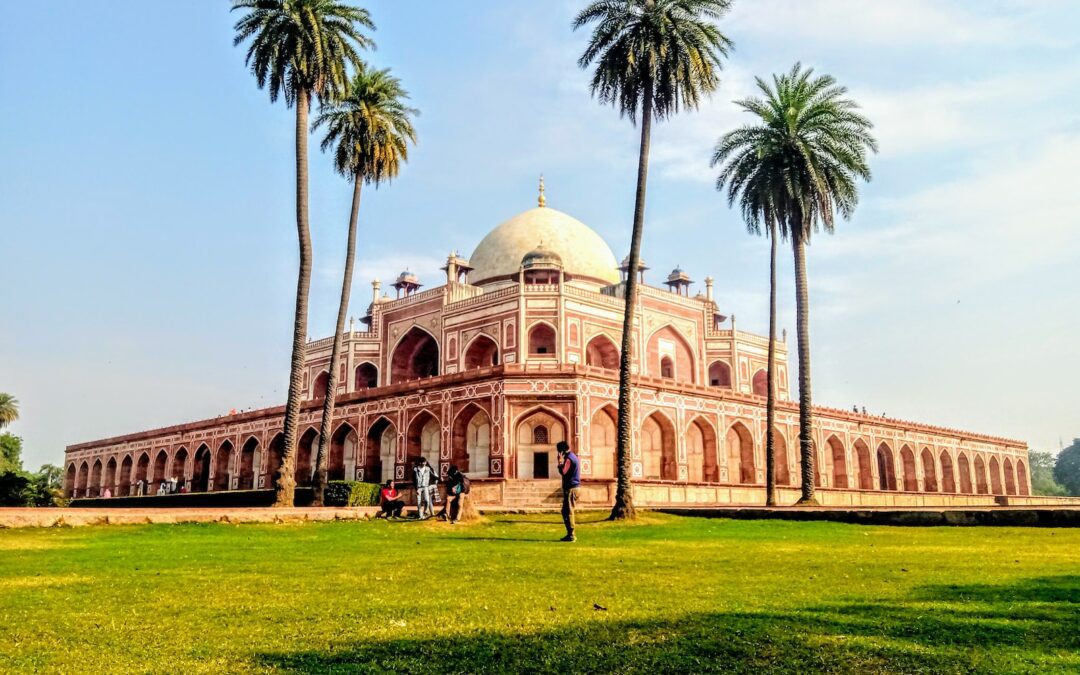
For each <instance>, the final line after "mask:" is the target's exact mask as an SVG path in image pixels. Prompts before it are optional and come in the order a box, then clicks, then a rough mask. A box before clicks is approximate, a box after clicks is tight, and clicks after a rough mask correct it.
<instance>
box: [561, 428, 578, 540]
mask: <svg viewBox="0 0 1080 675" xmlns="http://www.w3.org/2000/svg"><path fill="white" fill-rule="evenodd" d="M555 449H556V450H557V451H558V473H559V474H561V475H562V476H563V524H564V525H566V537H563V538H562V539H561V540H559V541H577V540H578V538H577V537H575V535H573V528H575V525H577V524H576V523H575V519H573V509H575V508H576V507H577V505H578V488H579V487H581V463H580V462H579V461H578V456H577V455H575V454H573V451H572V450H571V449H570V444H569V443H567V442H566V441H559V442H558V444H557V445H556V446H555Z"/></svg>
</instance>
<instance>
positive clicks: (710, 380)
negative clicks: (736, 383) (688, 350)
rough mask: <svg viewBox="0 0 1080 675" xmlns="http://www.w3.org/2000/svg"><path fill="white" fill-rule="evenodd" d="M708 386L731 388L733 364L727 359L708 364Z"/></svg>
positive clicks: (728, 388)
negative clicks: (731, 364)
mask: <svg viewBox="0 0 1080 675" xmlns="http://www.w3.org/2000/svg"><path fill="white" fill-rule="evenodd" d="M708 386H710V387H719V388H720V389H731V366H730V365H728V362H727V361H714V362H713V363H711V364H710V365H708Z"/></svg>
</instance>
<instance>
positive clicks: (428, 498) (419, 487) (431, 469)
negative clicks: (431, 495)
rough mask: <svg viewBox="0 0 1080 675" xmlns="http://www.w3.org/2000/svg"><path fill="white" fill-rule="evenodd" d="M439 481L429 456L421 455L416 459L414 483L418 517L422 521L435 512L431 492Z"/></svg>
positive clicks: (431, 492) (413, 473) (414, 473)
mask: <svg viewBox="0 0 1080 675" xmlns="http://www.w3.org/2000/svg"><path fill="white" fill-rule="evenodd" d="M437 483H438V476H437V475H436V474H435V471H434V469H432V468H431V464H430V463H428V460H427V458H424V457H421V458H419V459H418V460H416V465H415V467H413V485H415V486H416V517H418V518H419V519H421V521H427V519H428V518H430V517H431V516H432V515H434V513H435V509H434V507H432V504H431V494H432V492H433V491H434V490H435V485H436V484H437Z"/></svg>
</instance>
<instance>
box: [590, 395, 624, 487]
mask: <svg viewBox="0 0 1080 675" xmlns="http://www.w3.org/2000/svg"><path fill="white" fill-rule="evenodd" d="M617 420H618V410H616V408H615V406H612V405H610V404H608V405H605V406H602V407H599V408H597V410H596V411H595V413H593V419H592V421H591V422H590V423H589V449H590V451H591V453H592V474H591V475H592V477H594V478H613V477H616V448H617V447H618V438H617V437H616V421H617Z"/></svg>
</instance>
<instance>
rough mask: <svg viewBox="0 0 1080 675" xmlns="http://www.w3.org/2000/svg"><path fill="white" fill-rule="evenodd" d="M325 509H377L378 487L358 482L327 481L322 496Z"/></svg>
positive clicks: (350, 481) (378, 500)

• • •

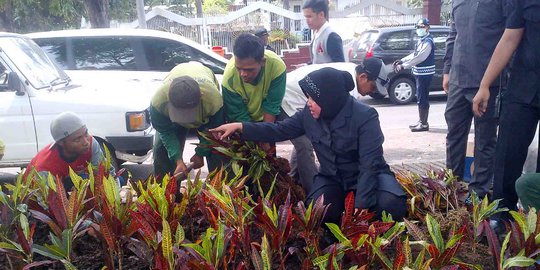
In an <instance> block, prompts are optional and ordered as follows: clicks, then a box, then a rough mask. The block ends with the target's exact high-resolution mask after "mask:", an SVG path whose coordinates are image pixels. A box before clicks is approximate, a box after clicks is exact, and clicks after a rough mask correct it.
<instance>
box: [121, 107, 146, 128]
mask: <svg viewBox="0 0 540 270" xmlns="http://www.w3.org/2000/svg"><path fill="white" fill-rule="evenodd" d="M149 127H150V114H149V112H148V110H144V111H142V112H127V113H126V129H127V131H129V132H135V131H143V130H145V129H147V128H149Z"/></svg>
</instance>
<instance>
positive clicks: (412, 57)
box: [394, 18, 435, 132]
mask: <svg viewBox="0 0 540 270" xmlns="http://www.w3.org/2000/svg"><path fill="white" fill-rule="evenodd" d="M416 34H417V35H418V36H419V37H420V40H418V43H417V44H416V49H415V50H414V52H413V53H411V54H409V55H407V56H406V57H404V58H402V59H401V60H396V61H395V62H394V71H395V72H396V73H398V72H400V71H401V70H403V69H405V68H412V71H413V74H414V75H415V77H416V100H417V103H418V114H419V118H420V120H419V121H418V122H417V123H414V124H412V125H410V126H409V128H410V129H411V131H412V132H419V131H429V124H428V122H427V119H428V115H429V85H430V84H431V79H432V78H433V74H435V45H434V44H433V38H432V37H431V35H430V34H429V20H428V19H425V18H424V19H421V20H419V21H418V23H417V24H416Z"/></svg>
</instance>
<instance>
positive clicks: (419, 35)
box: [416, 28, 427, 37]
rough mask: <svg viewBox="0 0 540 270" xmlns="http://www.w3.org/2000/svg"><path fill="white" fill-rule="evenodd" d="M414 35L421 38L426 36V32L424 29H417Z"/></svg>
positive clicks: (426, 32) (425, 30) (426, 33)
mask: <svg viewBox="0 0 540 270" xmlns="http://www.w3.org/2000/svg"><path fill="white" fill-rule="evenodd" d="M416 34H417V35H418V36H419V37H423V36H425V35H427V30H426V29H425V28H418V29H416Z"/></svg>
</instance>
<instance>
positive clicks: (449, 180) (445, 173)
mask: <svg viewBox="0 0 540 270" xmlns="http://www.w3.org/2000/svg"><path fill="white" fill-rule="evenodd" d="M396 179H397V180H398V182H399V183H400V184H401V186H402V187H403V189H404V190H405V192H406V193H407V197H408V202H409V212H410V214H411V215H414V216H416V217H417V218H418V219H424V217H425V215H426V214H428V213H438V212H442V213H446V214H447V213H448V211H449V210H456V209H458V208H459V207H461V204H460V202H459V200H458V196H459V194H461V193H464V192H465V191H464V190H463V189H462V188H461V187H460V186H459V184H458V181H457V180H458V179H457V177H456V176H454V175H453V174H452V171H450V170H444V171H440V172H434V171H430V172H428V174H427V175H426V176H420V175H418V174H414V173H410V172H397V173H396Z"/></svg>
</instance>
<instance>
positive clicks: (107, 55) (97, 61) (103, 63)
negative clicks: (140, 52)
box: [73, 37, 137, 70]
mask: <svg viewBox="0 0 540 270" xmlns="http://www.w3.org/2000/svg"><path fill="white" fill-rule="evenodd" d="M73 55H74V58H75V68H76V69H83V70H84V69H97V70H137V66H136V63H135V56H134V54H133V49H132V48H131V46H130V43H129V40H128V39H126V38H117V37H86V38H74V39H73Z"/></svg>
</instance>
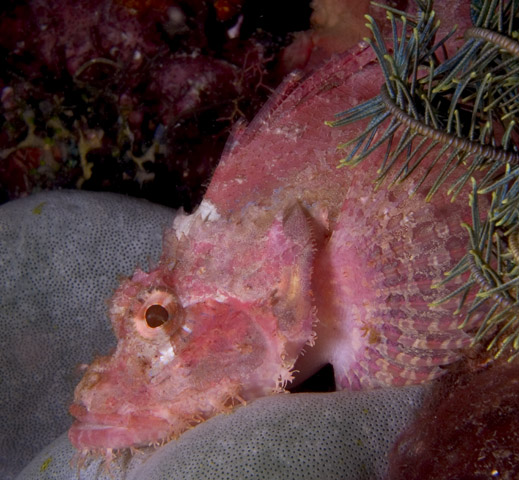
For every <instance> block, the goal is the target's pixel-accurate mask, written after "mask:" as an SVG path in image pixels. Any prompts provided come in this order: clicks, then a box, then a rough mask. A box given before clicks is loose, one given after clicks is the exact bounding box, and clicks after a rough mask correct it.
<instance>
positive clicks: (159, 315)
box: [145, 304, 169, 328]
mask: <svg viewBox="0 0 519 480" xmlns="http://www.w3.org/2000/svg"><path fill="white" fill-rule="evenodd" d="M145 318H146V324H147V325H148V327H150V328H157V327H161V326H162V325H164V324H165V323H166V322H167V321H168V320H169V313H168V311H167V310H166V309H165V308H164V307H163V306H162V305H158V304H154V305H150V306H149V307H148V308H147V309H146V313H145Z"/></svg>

• • •

- [WORK TO BE COMPLETED]: List every line of the records that contains the word "negative", treating uppercase and lowercase as different.

- [ANSWER SPACE]:
negative clicks: (736, 383) (688, 350)
negative clicks: (731, 364)
negative clicks: (431, 495)
negative clicks: (140, 52)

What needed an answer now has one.